Stored data entries

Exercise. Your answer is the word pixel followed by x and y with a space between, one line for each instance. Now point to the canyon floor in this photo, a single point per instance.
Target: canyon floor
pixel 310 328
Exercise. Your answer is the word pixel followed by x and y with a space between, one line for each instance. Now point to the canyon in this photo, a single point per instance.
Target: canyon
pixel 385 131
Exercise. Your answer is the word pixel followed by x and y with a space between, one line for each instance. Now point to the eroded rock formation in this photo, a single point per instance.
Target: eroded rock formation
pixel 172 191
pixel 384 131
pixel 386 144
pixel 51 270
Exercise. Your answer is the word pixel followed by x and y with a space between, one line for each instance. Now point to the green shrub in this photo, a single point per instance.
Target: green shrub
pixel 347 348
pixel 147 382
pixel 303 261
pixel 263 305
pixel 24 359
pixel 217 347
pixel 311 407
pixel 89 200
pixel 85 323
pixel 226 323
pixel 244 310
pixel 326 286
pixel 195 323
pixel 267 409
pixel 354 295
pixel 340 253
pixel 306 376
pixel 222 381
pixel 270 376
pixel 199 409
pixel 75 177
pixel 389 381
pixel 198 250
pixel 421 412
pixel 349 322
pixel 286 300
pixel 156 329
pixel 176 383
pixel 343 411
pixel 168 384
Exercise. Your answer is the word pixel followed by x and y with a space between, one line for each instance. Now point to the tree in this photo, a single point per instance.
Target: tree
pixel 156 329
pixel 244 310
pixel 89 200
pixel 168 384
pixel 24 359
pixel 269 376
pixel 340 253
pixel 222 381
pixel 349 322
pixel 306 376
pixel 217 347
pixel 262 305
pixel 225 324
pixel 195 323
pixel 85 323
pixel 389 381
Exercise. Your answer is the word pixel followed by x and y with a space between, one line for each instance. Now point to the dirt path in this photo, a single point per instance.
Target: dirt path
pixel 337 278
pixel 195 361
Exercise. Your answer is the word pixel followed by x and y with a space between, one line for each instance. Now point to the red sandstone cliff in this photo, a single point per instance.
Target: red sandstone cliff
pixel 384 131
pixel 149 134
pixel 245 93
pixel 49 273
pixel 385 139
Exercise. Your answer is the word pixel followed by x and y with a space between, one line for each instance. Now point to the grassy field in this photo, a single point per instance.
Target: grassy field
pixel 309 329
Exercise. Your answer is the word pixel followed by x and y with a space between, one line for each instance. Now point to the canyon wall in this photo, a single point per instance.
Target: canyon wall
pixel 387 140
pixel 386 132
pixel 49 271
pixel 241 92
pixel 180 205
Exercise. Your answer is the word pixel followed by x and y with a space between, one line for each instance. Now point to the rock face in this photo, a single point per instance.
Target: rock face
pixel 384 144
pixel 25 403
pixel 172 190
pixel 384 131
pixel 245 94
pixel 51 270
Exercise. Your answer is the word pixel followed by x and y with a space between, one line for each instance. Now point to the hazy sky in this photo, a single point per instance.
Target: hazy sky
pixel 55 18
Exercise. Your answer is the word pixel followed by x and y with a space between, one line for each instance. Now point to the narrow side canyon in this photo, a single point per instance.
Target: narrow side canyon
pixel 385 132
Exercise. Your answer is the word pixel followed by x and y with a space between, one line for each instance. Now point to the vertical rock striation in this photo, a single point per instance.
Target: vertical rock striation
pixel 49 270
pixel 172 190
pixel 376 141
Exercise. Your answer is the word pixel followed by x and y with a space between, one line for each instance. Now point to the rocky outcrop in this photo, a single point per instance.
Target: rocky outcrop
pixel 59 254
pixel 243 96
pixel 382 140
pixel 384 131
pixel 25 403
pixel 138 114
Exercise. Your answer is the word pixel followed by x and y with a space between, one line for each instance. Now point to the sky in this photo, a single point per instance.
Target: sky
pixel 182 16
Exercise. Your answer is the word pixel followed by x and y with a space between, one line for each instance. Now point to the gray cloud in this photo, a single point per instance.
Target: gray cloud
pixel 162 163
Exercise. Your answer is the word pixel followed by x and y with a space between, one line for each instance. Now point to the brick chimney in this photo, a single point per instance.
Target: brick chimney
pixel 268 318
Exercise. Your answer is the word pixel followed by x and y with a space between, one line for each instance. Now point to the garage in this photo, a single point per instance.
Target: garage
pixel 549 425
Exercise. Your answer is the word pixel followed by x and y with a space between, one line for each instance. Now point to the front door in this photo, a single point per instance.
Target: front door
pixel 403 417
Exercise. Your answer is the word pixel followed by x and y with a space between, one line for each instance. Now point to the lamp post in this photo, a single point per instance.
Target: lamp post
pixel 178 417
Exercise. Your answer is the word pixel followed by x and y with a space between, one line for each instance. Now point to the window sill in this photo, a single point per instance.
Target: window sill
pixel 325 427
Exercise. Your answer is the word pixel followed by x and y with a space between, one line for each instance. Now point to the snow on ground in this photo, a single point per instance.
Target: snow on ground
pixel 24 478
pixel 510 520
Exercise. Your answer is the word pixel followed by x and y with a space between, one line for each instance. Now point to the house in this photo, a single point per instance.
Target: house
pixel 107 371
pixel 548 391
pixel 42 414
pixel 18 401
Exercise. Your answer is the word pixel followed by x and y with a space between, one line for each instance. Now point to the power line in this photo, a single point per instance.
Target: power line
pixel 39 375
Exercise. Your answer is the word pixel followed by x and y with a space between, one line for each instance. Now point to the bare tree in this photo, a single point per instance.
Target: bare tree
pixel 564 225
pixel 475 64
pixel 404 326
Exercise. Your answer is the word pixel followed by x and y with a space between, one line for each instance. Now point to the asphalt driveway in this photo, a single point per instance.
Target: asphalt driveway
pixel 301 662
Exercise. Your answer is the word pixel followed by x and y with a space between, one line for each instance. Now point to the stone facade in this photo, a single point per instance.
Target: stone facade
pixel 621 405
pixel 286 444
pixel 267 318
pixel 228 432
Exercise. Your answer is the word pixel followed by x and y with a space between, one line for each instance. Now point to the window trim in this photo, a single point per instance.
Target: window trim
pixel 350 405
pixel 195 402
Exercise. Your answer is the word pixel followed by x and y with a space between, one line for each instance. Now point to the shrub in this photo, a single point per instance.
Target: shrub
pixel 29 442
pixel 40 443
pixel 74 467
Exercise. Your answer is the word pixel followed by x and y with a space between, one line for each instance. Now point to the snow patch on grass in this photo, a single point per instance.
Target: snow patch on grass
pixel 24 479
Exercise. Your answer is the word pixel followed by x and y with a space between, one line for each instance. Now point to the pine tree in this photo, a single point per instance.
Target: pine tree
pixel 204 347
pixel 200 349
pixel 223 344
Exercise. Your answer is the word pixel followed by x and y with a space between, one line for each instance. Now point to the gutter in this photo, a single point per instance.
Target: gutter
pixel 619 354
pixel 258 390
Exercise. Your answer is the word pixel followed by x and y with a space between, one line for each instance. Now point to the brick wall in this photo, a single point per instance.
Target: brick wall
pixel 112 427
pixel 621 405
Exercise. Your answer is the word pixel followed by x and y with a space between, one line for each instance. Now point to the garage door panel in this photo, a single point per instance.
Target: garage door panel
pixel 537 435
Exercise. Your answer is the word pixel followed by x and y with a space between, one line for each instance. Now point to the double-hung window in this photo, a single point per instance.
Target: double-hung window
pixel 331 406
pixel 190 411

→ **Work instruction**: The entries are to be transcribed exactly, each line in full.

→ **Output**:
Exercise. Your answer is the word pixel followed by x and y with a space between, one line for each instance. Now point to the canyon floor in this photo, a single point per instance.
Target: canyon floor
pixel 310 328
Exercise. Your answer is the word pixel followed by x and y with a space between, one line for each instance. Now point to the canyon in this photo, a single point per instance.
Target: canyon
pixel 385 131
Exercise. Your answer is the word pixel followed by x and y with a space between, one line for each instance. Now point to the eroded rock formation in this photo, a single point per instance.
Target: eroded rock formation
pixel 172 191
pixel 384 131
pixel 386 144
pixel 51 270
Exercise. Your answer is the word pixel followed by x and y with a space between, one line for each instance. Now point to the green shrub in this photo, a single point per instance.
Target: green shrub
pixel 347 348
pixel 147 382
pixel 303 261
pixel 263 305
pixel 24 359
pixel 217 347
pixel 311 407
pixel 89 200
pixel 85 323
pixel 226 323
pixel 244 310
pixel 326 286
pixel 195 323
pixel 267 409
pixel 354 295
pixel 340 253
pixel 306 376
pixel 222 381
pixel 270 376
pixel 199 409
pixel 75 177
pixel 389 381
pixel 198 250
pixel 421 412
pixel 349 322
pixel 286 300
pixel 156 329
pixel 176 383
pixel 343 411
pixel 168 384
Exercise. Your answer is the word pixel followed by x and y with a space between, one line for each instance. Now point to the tree in this photo, a single point per instance.
Target: tree
pixel 156 329
pixel 244 310
pixel 89 200
pixel 168 384
pixel 24 359
pixel 269 376
pixel 340 253
pixel 222 381
pixel 349 322
pixel 306 376
pixel 217 347
pixel 262 305
pixel 225 324
pixel 195 323
pixel 85 323
pixel 389 381
Exercise. Your answer is the word pixel followed by x and y with a space between, one line for each instance. Now point to the dirt path in this photo, a single point per instance.
Target: dirt path
pixel 337 278
pixel 195 361
Exercise. Your answer is the word pixel followed by x and y with a space between, one line for each instance. Now point to the red sandstone cliff in this photo, a single point per instance.
Target: red sandstone cliff
pixel 384 131
pixel 149 134
pixel 245 93
pixel 49 273
pixel 385 139
Exercise. Your answer is the word pixel followed by x and y with a space between, one line for each instance. Now point to the grassy field in this photo, a single point per instance.
Target: grassy field
pixel 309 329
Exercise. Your answer is the word pixel followed by x and y with a space between, one line for each instance. Now point to the canyon wall in this photo, a single point per instance.
Target: canyon wall
pixel 387 140
pixel 386 132
pixel 49 271
pixel 241 92
pixel 180 205
Exercise. Your answer is the word pixel followed by x and y with a space between, one line for each instance. Now point to the rock face in this photo, a single point per instance.
Target: rock face
pixel 384 144
pixel 25 403
pixel 172 190
pixel 384 131
pixel 245 94
pixel 51 270
Exercise. Your answer is the word pixel followed by x and y with a space between, one line for each instance. Now point to the hazy sky in this photo, a single point per instance.
Target: hazy sky
pixel 55 18
Exercise. Your answer is the word pixel followed by x and y with a space between, one line for each instance. Now point to the narrow side canyon in this photo, a single point per instance.
Target: narrow side canyon
pixel 385 132
Exercise. Your answer is the word pixel followed by x and y with a space between, one line for each instance. Now point to the vertical rock striation in this photo, a single point per instance.
Target: vertical rock striation
pixel 49 270
pixel 172 190
pixel 376 141
Exercise. Your answer is the word pixel followed by x and y with a space between, one line for each instance. Now point to the rocky outcrop in this photo, a single point per instance.
Target: rocky outcrop
pixel 59 254
pixel 243 96
pixel 382 140
pixel 384 131
pixel 25 403
pixel 138 114
Exercise. Your answer is the word pixel followed by x and y with a space between, one line for each instance. Now point to the sky in this photo, a single point per instance.
Target: sky
pixel 182 16
Exercise. Your answer is the word pixel followed by x and y with a space between, one line for each instance. Now point to the gray cloud in this photo, a single point per instance.
Target: gray cloud
pixel 162 163
Exercise. Your answer is the word pixel followed by x and y with a space between, one line for each instance. Now point to the brick chimney in this photo, a single point per instance.
Target: brick chimney
pixel 268 318
Exercise. Your answer is the word pixel followed by x and y with a space between, one line for each instance. Now point to the garage in this photo, a single point per instance.
Target: garage
pixel 549 425
Exercise. Your answer is the word pixel followed by x and y with a space between, one line for each instance. Now point to the front door in this photo, a single point per instance.
Target: front door
pixel 403 417
Exercise. Your answer is the word pixel followed by x and y with a space between, one line for each instance. Now point to the lamp post in this photo, a single point per instance.
Target: lamp post
pixel 178 417
Exercise. Your answer is the word pixel followed by x and y with a space between, one line for each instance. Now point to the window sill in this photo, a single point per instance.
Target: window sill
pixel 325 427
Exercise. Your answer is the word pixel followed by x and y with a space between, one line for each instance. Now point to the snow on ground in this photo, a single point per instance.
Target: snow on ground
pixel 24 478
pixel 510 520
Exercise. Your answer is the word pixel followed by x and y with a space between, one line for each instance. Now point to the house in this photo, a single point per instance.
Target: house
pixel 107 371
pixel 548 391
pixel 42 414
pixel 18 401
Exercise. Your answer is the word pixel followed by x and y with a space between, one line for each instance. Now point to the power line in this photo, a single point per instance.
Target: power line
pixel 39 375
Exercise. Your answer is the word pixel followed by x and y with a space between, one line for each instance. Now point to the bare tree in this photo, a single point per instance.
Target: bare tree
pixel 564 225
pixel 475 64
pixel 404 326
Exercise. Your answer is the word pixel followed by x and y with a space between, one line for each instance. Now point to the asphalt driveway in this photo, a single point per instance.
Target: asphalt driveway
pixel 301 662
Exercise. Your answer is the word pixel followed by x and y with a space between, one line for each instance. Now point to the stone facade in this photo, a single point per instance.
Target: stone facade
pixel 621 405
pixel 286 444
pixel 267 318
pixel 228 432
Exercise. Your answer is the word pixel followed by x and y with a space between, one line for each instance. Now point to the window trim in this photo, a single point per instance.
Target: window trim
pixel 350 405
pixel 195 402
Exercise. Your answer is the word pixel followed by x and y with a space between, one line for each instance. Now point to the shrub in this photo, a single point per instance.
Target: shrub
pixel 29 442
pixel 40 443
pixel 74 467
Exercise. Your answer is the word pixel followed by x and y with a space between, one line for each instance. Now point to the snow patch on grass in this photo, a single point per instance.
Target: snow patch on grass
pixel 24 479
Exercise. Your answer is the word pixel followed by x and y with a space between, one line for each instance. Now point to the pine tree in this photo, a single point per instance.
Target: pine tree
pixel 204 347
pixel 200 349
pixel 223 344
Exercise. Your answer is the word pixel followed by x and y with a space between, one line for each instance. Now point to the gutter in this photo, a single point per instance.
Target: gutter
pixel 619 354
pixel 258 390
Exercise. Your answer is the word pixel followed by x and y with a space between, one line for each instance. Now point to the brick wall in this photo, a single point per instance.
Target: brick wall
pixel 112 427
pixel 621 405
Exercise. Your answer is the word pixel followed by x and y with a space between, one line for each instance. Now point to the garage door panel in this photo, a single point per instance.
Target: garage door panel
pixel 537 435
Exercise. Your answer is the word pixel followed by x and y with a space between, one line for each instance. Now point to the double-hung window in this photo, a single point per instance.
Target: double-hung window
pixel 331 406
pixel 190 411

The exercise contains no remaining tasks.